BEGIN EXCERPTED RECORDS
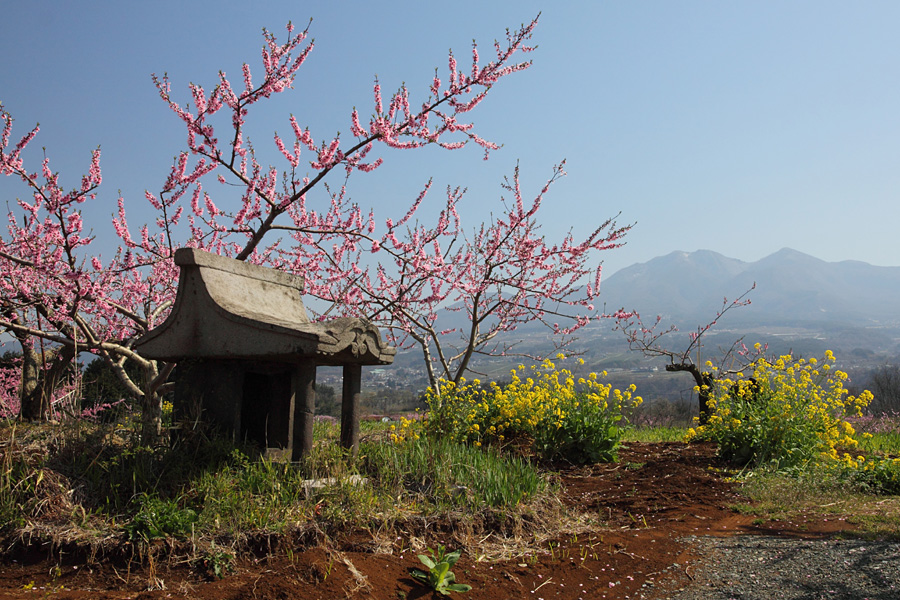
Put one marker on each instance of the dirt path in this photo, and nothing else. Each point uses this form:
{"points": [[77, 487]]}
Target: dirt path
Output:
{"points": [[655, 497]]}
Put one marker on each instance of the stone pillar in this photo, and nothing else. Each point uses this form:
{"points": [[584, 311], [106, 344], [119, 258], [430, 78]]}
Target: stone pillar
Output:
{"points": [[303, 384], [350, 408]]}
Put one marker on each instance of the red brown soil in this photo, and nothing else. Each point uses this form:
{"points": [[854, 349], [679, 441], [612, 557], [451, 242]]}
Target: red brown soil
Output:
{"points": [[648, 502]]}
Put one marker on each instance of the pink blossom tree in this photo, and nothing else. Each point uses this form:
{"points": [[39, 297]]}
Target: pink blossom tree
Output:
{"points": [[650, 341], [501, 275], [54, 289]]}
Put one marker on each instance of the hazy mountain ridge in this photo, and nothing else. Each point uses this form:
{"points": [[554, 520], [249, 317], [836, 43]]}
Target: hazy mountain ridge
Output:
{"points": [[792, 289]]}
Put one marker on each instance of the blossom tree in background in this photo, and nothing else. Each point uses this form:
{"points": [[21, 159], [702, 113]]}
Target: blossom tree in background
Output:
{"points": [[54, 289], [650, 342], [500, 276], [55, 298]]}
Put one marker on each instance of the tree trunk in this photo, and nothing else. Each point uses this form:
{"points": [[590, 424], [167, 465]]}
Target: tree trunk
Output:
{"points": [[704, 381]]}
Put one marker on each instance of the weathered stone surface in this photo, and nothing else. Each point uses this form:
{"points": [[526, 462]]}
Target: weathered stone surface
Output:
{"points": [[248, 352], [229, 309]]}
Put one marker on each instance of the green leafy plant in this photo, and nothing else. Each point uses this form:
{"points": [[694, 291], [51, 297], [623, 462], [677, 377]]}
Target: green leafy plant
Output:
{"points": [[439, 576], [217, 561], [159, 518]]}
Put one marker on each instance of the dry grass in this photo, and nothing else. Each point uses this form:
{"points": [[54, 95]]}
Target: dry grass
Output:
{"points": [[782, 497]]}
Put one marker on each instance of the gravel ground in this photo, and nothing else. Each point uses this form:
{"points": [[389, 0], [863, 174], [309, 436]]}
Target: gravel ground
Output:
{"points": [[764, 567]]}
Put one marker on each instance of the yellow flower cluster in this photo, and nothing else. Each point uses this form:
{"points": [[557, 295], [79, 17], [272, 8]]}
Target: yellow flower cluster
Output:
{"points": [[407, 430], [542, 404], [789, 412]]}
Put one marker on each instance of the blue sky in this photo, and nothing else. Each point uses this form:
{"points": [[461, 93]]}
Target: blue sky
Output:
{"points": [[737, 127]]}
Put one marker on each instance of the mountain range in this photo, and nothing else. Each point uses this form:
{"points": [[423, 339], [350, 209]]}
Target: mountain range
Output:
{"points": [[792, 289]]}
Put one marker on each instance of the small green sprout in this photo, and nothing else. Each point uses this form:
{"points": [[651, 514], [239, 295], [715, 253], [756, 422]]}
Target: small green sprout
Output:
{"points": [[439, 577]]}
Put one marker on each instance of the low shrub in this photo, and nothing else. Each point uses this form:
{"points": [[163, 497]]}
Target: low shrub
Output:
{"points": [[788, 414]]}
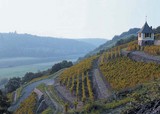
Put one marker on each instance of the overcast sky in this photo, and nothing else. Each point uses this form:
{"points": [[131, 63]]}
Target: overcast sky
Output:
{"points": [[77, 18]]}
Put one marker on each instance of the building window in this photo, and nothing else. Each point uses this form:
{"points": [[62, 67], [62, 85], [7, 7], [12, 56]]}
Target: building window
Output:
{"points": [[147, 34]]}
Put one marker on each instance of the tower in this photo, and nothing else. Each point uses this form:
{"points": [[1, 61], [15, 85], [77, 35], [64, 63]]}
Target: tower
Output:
END EXCERPTED RECORDS
### WRITTEN TASK
Give back each entry exactly as it appears, with no pictures.

### WRITTEN SOLUTION
Put one marker on each instance of the dirt path in this photo, and nothing else. Each point uses this form:
{"points": [[77, 487]]}
Target: dirt path
Output:
{"points": [[655, 497]]}
Put one marker on each instance of the stone pillar in this photo, and nothing else. Each point uses this form:
{"points": [[584, 311], [106, 344], [119, 258], [430, 78]]}
Target: stone pillar
Output:
{"points": [[303, 384], [350, 408]]}
Put one marker on each instance of the red brown soil in this photo, and nothing else. Each point uses this form:
{"points": [[854, 349], [679, 441], [612, 557], [451, 242]]}
Target: red brown soil
Output:
{"points": [[648, 502]]}
Put one marker on each instance of the pink blossom tree in this photo, and nothing else. Each point uses this form:
{"points": [[39, 297]]}
Target: pink blossom tree
Output:
{"points": [[650, 341], [501, 275], [54, 289]]}
Put one marker on each instance of the hazy mountain ridge in this photo, and nothing else. Each point uses this form:
{"points": [[554, 520], [249, 317], [836, 43]]}
Target: hazy mountain ridge
Output:
{"points": [[792, 289]]}
Put one marker on each instance of the blossom tree in background in this photo, and nothing else. Each point uses this form:
{"points": [[21, 159], [702, 113]]}
Target: blossom tree in background
Output:
{"points": [[54, 289], [650, 342], [500, 276], [55, 298]]}
Put one marker on each instance of the tree trunk in this photo, and nothing else. Each point uses this form:
{"points": [[590, 424], [167, 465]]}
Target: tree trunk
Output:
{"points": [[704, 381]]}
Put one marker on each instance of the weathered stone surface in this photo, and nothing else. Each point uses this form:
{"points": [[526, 462]]}
Target: weathered stone surface
Output:
{"points": [[248, 352], [229, 309]]}
Put one marker on each instance of the green leafy plant in this photo, and nothing else. Each point uses this form:
{"points": [[694, 291], [51, 297], [623, 462], [677, 377]]}
Target: green leafy plant
Output:
{"points": [[439, 576], [217, 561], [159, 518]]}
Put one marker on each instance of the dry grass in this photo, and nothing else. Each point uses this form:
{"points": [[54, 95]]}
Target: dry grass
Output:
{"points": [[782, 497]]}
Put one marker on each instance of the gravel ground in this photo, and nothing else. Each point uses this form:
{"points": [[389, 0], [863, 174], [309, 436]]}
Target: gravel ground
Output:
{"points": [[764, 567]]}
Put one marker on each instance of the yellow flower cluster in this photo, and nothing else. Each point uses this form:
{"points": [[557, 295], [79, 17], [272, 8]]}
Target: yellow flower cluster
Output:
{"points": [[407, 430], [542, 404], [789, 412]]}
Put one marker on each instance of the blue sky in this photo, and nothing else. Each point uses this form:
{"points": [[461, 93]]}
Target: blue sky
Output:
{"points": [[737, 127]]}
Put one marker on each instance of the mountain range in this photo, and nothing else. Each point uses this form:
{"points": [[423, 339], [350, 209]]}
Target: mountain range
Output:
{"points": [[792, 289]]}
Put one marker on each instance of the small green sprout in this photo, and nothing else. Each point uses this form:
{"points": [[651, 514], [239, 295], [715, 253], [756, 422]]}
Target: small green sprout
Output:
{"points": [[439, 577]]}
Put one marker on each instance of the low shrub in this photo, and nothing else. Each point uses this form:
{"points": [[163, 497]]}
Target: low shrub
Output:
{"points": [[788, 414]]}
Put one marker on each instance of the overcast sky in this photo, and nothing else. Each point uses this form:
{"points": [[131, 63]]}
Target: overcast sky
Output:
{"points": [[77, 18]]}
Put one marker on each instance of the building window in this photo, and nothing else. Each point uses this form:
{"points": [[62, 67], [62, 85], [7, 7], [12, 56]]}
Target: building window
Output:
{"points": [[147, 34]]}
Put one marker on each instance of the tower in this photo, and nothing else. Each point uses this form:
{"points": [[1, 61], [15, 85], [77, 35], [64, 63]]}
Target: tower
Output:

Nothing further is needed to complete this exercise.